[Natural-language object grounding data]
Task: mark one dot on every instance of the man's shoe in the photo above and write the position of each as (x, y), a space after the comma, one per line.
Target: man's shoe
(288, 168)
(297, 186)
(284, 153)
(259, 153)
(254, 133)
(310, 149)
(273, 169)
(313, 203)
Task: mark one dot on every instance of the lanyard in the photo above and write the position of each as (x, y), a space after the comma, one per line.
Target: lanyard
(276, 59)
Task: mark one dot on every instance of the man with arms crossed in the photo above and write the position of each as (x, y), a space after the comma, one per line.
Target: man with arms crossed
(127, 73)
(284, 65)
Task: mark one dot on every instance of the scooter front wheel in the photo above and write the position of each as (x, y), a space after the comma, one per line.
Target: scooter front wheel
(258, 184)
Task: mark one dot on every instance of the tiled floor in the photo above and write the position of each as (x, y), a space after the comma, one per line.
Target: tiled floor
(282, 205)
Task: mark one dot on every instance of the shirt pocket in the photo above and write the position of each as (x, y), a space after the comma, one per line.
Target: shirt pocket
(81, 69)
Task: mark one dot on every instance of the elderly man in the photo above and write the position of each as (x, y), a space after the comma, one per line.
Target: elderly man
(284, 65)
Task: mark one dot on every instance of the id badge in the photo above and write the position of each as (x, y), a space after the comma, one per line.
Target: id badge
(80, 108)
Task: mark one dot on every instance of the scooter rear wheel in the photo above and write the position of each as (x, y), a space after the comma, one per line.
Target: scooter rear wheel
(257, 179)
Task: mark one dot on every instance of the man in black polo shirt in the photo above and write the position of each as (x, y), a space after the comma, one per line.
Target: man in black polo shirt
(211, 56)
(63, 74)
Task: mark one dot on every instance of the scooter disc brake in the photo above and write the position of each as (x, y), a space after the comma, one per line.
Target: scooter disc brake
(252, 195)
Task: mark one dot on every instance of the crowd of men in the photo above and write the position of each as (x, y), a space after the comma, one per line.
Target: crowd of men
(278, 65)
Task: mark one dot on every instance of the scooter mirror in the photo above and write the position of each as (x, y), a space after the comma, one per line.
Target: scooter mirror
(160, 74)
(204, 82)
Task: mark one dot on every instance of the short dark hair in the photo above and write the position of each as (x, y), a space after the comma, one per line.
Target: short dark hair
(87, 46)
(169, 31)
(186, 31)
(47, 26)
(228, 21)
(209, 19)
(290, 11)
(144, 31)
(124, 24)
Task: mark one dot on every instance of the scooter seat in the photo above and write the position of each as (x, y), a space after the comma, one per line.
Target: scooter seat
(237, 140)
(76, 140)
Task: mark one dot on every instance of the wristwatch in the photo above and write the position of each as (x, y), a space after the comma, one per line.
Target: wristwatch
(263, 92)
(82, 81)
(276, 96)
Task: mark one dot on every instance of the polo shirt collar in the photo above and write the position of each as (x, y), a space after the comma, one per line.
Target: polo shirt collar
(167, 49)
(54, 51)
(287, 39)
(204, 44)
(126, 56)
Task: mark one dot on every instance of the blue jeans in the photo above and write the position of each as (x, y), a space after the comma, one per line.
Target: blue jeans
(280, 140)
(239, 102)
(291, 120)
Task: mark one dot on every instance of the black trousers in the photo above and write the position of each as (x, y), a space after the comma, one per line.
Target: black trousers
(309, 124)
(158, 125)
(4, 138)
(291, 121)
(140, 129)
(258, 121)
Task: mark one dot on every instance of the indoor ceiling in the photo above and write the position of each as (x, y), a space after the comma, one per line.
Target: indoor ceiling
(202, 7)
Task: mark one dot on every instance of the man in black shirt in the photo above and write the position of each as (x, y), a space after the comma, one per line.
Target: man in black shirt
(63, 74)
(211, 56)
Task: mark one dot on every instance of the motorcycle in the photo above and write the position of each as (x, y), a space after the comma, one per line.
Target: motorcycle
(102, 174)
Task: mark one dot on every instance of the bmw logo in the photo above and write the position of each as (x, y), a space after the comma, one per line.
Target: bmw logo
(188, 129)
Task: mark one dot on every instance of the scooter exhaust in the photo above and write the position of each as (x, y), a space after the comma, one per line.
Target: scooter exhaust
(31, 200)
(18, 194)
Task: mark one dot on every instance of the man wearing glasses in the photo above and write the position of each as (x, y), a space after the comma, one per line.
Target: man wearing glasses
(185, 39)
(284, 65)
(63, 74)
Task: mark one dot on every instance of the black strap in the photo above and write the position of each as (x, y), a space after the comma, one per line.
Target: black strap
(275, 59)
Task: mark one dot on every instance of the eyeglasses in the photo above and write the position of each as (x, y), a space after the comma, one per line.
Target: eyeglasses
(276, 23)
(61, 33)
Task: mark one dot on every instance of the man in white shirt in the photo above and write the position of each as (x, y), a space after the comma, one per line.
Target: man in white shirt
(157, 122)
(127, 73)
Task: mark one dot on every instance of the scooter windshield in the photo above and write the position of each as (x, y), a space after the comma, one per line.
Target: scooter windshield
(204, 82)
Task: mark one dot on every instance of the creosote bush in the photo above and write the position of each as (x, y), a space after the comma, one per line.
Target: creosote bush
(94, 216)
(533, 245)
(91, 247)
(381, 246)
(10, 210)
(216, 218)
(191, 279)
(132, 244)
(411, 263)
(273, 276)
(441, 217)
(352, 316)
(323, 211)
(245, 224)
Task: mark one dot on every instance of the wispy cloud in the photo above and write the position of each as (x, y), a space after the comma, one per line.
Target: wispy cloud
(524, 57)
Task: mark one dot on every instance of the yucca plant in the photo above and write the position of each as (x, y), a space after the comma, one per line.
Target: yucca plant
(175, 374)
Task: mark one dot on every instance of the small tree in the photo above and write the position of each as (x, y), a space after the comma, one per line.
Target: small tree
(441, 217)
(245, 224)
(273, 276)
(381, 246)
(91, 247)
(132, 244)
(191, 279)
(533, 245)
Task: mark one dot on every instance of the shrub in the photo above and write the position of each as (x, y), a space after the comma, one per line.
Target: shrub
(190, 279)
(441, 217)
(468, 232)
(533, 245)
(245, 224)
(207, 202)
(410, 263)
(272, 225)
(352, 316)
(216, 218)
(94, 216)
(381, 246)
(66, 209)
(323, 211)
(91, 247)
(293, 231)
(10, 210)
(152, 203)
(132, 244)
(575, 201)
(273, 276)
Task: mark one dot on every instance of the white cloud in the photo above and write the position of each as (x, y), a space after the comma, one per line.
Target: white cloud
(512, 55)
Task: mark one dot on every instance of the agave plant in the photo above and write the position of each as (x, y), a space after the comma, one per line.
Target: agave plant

• _What you have to do_
Word for word, write out the data.

• _Solution to this task_
Task: mark one dot on every instance of the man's shoe in the photo above and write the position of each as (x, y), a space after the comma, one per line.
Target: man's shoe
(288, 168)
(297, 186)
(284, 153)
(259, 153)
(254, 133)
(310, 149)
(273, 169)
(313, 203)
Task: mark one dot on every instance of the lanyard in the photo above and write the position of each as (x, y), a space after the comma, one per line.
Target: lanyard
(276, 59)
Task: mark one dot on every instance of the man with arms crossed in the photo above and write the position of each as (x, y), a space after the comma, one per line.
Target: man with arms crossed
(127, 73)
(284, 65)
Task: mark one dot on every instance of the scooter front wheel in the photo above and write the position of each as (x, y), a space after the comma, one per line.
Target: scooter front wheel
(258, 184)
Task: mark one dot on every instance of the tiled floor in the photo above and write the position of each as (x, y), a space after the comma, one per line.
Target: tiled floor
(282, 205)
Task: mark one dot on every instance of the shirt pocket in the photo above and write the position of each as (x, y), a space after the comma, one per line.
Target: shirt pocket
(81, 69)
Task: mark one dot on every instance of the elderly man in the photo above and write the position of each as (x, y), a space after the comma, one per line.
Target: elderly man
(284, 65)
Task: mark one dot on every instance of the id badge in the photo above and write the position of each as (x, y), a space after the comma, one per line.
Target: id badge
(80, 108)
Task: mark one dot on every instance of the scooter rear wheel in the photo above and write the position of each as (x, y), a space after the comma, one per line.
Target: scooter rear wheel
(257, 179)
Task: mark one dot on every instance of the man in black polo shirt in the photo above and write the position of each as (x, y), a space after the comma, one per line.
Target: man in black polo shirt
(211, 56)
(63, 74)
Task: mark one dot on every instance of the scooter disc brake in the photo above and write the position of each as (x, y), a space after the comma, one per line.
Target: scooter disc brake
(252, 195)
Task: mark one dot on every instance of the crowd of men in the photo above and write the position of each as (x, y), a space after the comma, one per line.
Target: crowd of men
(278, 65)
Task: mark one dot on every instance of the scooter mirror in the photo above and write the position of each as (x, y), a space after the comma, one per line.
Target: scooter mirror
(160, 74)
(204, 82)
Task: mark one dot on every instance of the short dark hair in the photo above and write the position of each as (x, y), a space after the comma, one per line.
Target: short dark hair
(87, 46)
(169, 31)
(186, 31)
(47, 26)
(228, 21)
(209, 19)
(290, 11)
(144, 31)
(124, 24)
Task: mark one dot on every instance of the scooter seat in the photo above and write the position of each as (x, y), a space after the comma, one per line.
Target: scooter seat
(237, 140)
(76, 140)
Task: mark one dot on every instance of the wristwatch in the photo above and write the position of each as (x, y), a space after the comma, one per line.
Target: wristwatch
(263, 92)
(82, 81)
(276, 96)
Task: mark one dot on every instance of the polo shirt collar in the photo above and write the position of each as (x, y), a space after the comma, one per line.
Target: polo shirt collar
(167, 49)
(54, 51)
(287, 39)
(204, 44)
(126, 56)
Task: mark one dot on every instance of the blue jeans in the photo above and write the position of each as (x, y), a space after the comma, one per line.
Target: blue jeans
(280, 140)
(239, 102)
(291, 120)
Task: mark one dot on every instance of the black trousers in the photo above and write the position of each as (x, y), a space after the comma, one per line.
Target: black trousers
(309, 124)
(158, 125)
(4, 138)
(291, 121)
(140, 129)
(258, 121)
Task: mark one dot on every instance of the indoor ceiling in the photo above and write the position of each as (x, y), a space after the comma, one per line.
Target: indoor ceiling
(202, 7)
Task: mark one dot on every instance of the man in black shirt in the photo above and write the position of each as (x, y), a space after the comma, one per line.
Target: man in black shirt
(63, 74)
(211, 56)
Task: mark one dot on every instance of the motorcycle in the photo above and write the position of each as (x, y), a space after the comma, one per line.
Target: motorcycle
(102, 174)
Task: mark one dot on every instance of the bmw logo in the photo above and write the position of each as (x, y), a space after the comma, one per line.
Target: bmw logo
(188, 129)
Task: mark one dot on every instance of the scooter exhaust in the photo above and write the position of each as (x, y), a space after the comma, one per line.
Target: scooter exhaust
(31, 200)
(18, 194)
Task: mark one dot on every instance of the man wearing glasses in the photo above and write the position of each as (x, y), a space after the comma, one per line.
Target: man wearing glasses
(185, 39)
(284, 65)
(63, 74)
Task: mark one dot on every instance of the black strap in the photo above and write the position of each as (x, y), a space after the comma, one per line.
Target: black strap
(275, 59)
Task: mark one dot on every instance of the eyeglasses in the photo above and write the position of each as (x, y), a space after the comma, one per line.
Target: eyeglasses
(276, 23)
(61, 33)
Task: mark one dot on every instance of the man in white shirt in the photo above and write the position of each as (x, y), a space after the comma, one per line.
Target: man in white shirt
(157, 122)
(127, 73)
Task: mark one dot on every instance of the scooter windshield in the photo above and write the position of each as (x, y), a space after the comma, one per line.
Target: scooter windshield
(204, 82)
Task: mark one dot on every instance of the creosote bush in the photo above and write the position of each as (x, y), a space after the comma, one per line.
Target: creosote bush
(94, 216)
(533, 245)
(91, 247)
(381, 246)
(10, 210)
(216, 218)
(191, 279)
(132, 244)
(411, 263)
(273, 276)
(441, 217)
(352, 316)
(323, 211)
(245, 224)
Task: mark one dot on every instance of the wispy cloud in the photo above and write the position of each as (x, y), a space after the comma, one per line.
Target: wispy cloud
(524, 57)
Task: mark one dot on every instance of the yucca plant in the photo above and write the position of each as (x, y), a space after the comma, one per line.
Target: yucca plant
(175, 374)
Task: mark one dot on every instance of the small tree in the photo above and write the position of each as (x, y), a space after the comma, one per line.
Target: small tree
(441, 217)
(245, 224)
(273, 276)
(381, 246)
(91, 247)
(132, 244)
(191, 279)
(533, 245)
Task: mark one dot on every instance of the shrub in the photo above and write the position of each as (x, y), a space after the comma, one per line.
Target: shrub
(190, 279)
(441, 217)
(468, 232)
(533, 245)
(245, 224)
(207, 202)
(410, 263)
(272, 225)
(352, 316)
(216, 218)
(94, 216)
(381, 246)
(66, 209)
(323, 211)
(91, 247)
(293, 231)
(10, 210)
(152, 203)
(132, 244)
(575, 201)
(273, 276)
Task: mark one dot on every instance of the white cloud in the photo above and write the position of each as (x, y), a space after the comma, one per line.
Target: white cloud
(512, 55)
Task: mark one dot on every instance of the agave plant in the photo above and write the position of each as (x, y), a space after the comma, one per line.
Target: agave plant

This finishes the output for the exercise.